(TREŚĆ ZADANIA) Wypisz bez żadnych zmian wiersze danych, zaczynając od ich początku i kończąc na wierszu zawierającym "column 163, row 269", przy czym oba krańce mają się znaleźć w odpowiedzi. Obrazy pomiń.

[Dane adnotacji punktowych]
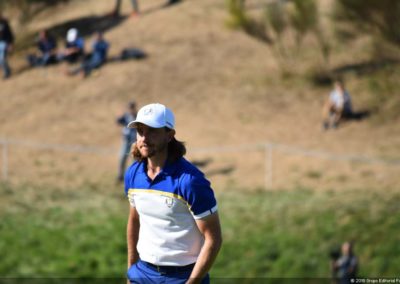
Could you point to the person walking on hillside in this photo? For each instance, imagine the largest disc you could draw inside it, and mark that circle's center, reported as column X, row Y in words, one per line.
column 345, row 267
column 97, row 57
column 117, row 8
column 47, row 47
column 6, row 44
column 173, row 230
column 337, row 107
column 74, row 47
column 128, row 138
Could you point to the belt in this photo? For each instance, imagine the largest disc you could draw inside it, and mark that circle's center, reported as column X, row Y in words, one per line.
column 163, row 269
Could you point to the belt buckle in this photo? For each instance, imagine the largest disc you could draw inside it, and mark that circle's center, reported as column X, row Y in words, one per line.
column 160, row 270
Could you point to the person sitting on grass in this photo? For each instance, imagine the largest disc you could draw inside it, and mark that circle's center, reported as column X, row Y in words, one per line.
column 74, row 47
column 97, row 58
column 47, row 47
column 337, row 107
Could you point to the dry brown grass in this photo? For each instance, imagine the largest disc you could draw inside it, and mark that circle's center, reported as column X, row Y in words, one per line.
column 224, row 87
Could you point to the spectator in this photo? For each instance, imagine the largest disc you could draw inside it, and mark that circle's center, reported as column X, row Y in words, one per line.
column 6, row 43
column 96, row 58
column 345, row 267
column 117, row 8
column 47, row 46
column 74, row 47
column 337, row 107
column 129, row 137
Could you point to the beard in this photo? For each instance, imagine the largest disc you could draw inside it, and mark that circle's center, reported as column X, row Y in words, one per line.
column 150, row 150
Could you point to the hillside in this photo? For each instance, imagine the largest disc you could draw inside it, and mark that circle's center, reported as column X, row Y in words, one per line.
column 224, row 87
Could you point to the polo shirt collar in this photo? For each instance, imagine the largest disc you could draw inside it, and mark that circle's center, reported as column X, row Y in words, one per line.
column 169, row 168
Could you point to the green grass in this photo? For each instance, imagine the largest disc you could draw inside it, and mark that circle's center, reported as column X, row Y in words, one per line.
column 266, row 234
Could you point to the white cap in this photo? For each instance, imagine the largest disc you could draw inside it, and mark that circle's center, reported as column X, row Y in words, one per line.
column 72, row 34
column 155, row 116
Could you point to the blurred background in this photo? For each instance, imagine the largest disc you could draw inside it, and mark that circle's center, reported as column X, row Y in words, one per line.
column 247, row 81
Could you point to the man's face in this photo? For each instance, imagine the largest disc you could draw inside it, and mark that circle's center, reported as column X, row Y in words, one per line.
column 152, row 141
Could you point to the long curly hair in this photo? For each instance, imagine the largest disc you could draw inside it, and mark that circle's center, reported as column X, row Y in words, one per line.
column 176, row 150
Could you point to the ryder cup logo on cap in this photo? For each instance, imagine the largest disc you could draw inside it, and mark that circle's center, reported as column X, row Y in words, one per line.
column 155, row 116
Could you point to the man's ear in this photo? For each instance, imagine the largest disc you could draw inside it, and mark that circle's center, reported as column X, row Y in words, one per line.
column 171, row 135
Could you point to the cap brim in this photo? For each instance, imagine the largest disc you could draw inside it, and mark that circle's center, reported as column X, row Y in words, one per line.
column 133, row 124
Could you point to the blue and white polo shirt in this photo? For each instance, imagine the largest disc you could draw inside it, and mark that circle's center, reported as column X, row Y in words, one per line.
column 168, row 207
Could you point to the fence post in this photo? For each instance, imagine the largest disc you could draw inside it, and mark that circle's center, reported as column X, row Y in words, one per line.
column 5, row 159
column 268, row 165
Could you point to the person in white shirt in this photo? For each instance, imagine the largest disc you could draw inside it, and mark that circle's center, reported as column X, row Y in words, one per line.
column 337, row 107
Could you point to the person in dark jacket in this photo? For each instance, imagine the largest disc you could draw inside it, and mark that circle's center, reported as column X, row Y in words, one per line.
column 47, row 47
column 6, row 43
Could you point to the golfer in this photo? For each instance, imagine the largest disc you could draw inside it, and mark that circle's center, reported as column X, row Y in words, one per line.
column 173, row 230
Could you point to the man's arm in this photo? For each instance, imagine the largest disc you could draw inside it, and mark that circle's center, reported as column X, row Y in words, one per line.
column 211, row 229
column 132, row 235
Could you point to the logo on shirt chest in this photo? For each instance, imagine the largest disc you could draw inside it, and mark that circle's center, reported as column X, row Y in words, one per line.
column 169, row 201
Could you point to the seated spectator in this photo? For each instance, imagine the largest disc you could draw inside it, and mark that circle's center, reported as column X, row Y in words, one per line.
column 337, row 107
column 345, row 267
column 46, row 45
column 97, row 57
column 6, row 43
column 74, row 47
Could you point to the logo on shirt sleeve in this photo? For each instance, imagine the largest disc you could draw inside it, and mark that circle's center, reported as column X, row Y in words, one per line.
column 169, row 201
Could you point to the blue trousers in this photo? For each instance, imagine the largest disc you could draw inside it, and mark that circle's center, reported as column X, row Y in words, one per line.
column 142, row 273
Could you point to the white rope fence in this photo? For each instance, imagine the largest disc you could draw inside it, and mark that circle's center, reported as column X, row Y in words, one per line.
column 267, row 147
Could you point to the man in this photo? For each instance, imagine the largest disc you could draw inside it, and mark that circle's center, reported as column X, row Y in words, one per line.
column 129, row 137
column 345, row 268
column 173, row 230
column 6, row 42
column 47, row 47
column 117, row 8
column 74, row 47
column 338, row 106
column 96, row 59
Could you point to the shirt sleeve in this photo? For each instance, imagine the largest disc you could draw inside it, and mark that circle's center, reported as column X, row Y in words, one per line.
column 200, row 196
column 128, row 186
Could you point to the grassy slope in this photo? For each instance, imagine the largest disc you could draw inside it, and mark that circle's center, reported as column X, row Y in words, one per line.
column 214, row 79
column 224, row 87
column 266, row 234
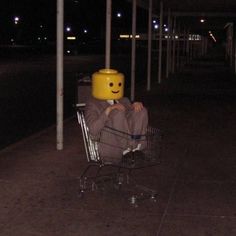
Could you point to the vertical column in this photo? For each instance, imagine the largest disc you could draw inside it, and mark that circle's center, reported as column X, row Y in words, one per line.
column 60, row 70
column 174, row 45
column 133, row 50
column 178, row 49
column 168, row 49
column 187, row 48
column 160, row 43
column 108, row 35
column 149, row 61
column 234, row 52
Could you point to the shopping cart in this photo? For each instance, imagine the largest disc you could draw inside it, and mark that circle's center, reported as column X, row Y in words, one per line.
column 97, row 174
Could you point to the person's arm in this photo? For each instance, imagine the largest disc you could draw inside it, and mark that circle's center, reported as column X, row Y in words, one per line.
column 95, row 118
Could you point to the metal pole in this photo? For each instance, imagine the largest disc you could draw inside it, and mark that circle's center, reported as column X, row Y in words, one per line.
column 60, row 54
column 108, row 34
column 149, row 46
column 174, row 46
column 178, row 48
column 168, row 46
column 160, row 43
column 234, row 55
column 133, row 54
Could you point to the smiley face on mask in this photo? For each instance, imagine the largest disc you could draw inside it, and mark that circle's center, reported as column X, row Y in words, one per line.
column 107, row 84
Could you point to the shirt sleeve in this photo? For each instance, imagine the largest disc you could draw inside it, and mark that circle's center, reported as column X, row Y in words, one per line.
column 95, row 118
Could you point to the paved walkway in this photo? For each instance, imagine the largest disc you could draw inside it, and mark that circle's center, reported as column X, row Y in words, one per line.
column 196, row 181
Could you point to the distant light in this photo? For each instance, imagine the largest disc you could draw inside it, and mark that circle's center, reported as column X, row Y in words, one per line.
column 126, row 36
column 118, row 14
column 16, row 20
column 68, row 29
column 71, row 38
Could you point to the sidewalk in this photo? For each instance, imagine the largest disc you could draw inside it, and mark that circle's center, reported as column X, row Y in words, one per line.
column 196, row 181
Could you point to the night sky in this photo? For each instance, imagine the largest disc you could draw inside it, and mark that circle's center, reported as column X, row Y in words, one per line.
column 38, row 18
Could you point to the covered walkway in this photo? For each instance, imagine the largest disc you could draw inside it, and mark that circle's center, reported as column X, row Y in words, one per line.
column 196, row 181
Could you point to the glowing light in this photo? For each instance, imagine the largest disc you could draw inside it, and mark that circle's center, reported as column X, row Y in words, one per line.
column 119, row 15
column 16, row 20
column 126, row 36
column 71, row 38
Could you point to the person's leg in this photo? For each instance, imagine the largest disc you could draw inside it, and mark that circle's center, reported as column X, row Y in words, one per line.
column 138, row 122
column 114, row 139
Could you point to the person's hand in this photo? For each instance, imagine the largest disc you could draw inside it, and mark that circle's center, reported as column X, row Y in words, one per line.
column 117, row 106
column 137, row 106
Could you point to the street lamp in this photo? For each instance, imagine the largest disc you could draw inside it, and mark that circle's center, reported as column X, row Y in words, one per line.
column 16, row 20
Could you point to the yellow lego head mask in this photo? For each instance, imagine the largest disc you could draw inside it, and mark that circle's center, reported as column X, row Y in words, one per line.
column 107, row 84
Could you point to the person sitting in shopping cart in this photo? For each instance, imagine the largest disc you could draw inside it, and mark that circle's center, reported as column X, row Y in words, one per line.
column 118, row 125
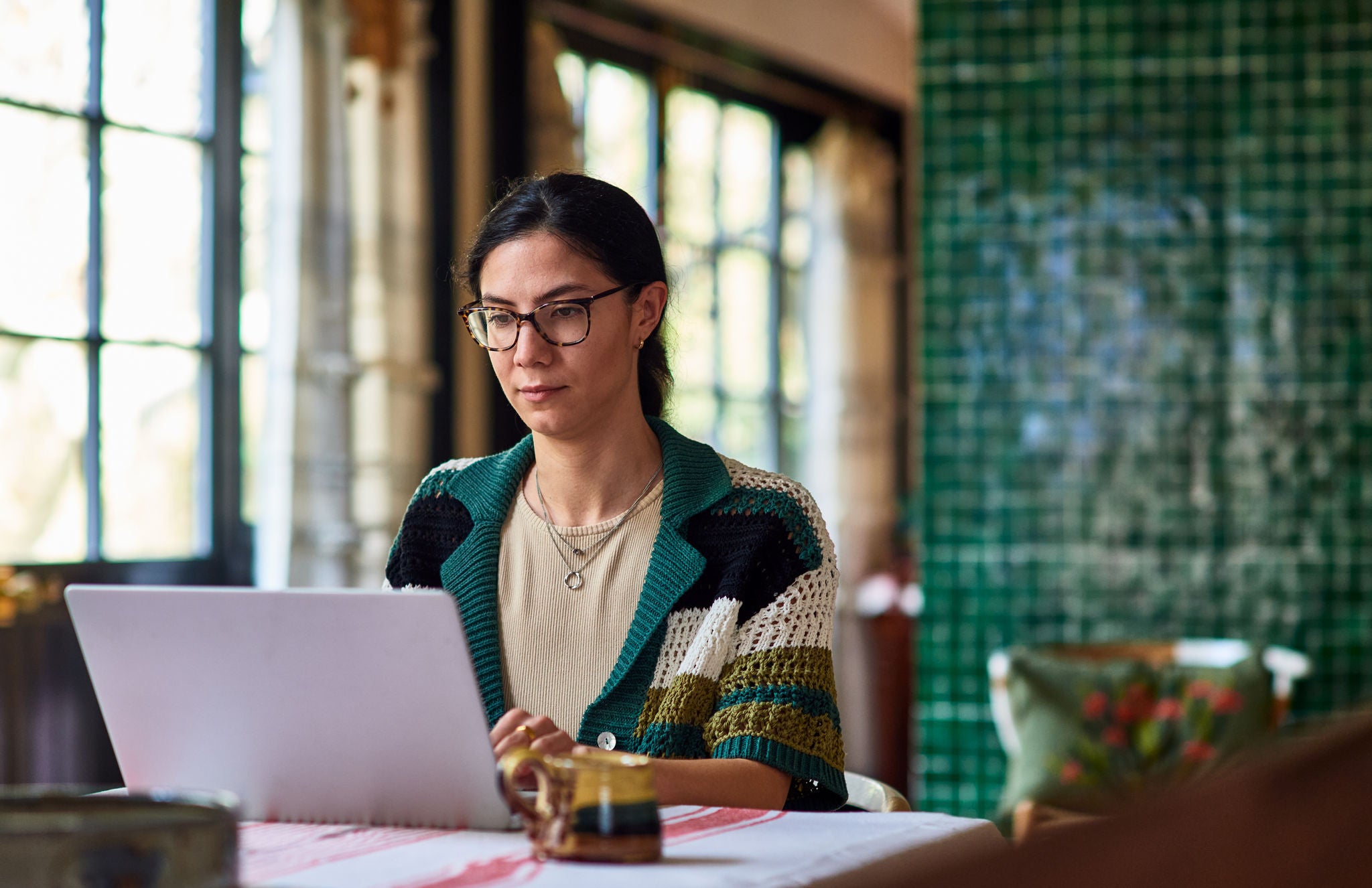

(ROZWIĄZANIE ZADANIA)
Could you point to the person walking on hillside in this photo? For each instance, imagine the largest disc you could draw inside it, and mark that circle's center, reported as column X, row Y in words, one per line.
column 345, row 267
column 97, row 57
column 117, row 8
column 47, row 47
column 6, row 44
column 173, row 230
column 337, row 107
column 74, row 47
column 128, row 138
Could you point to the belt in this photo? For each instance, imagine the largest disc you could draw inside it, and mark that circle's center, reported as column X, row Y in words, one per line.
column 163, row 269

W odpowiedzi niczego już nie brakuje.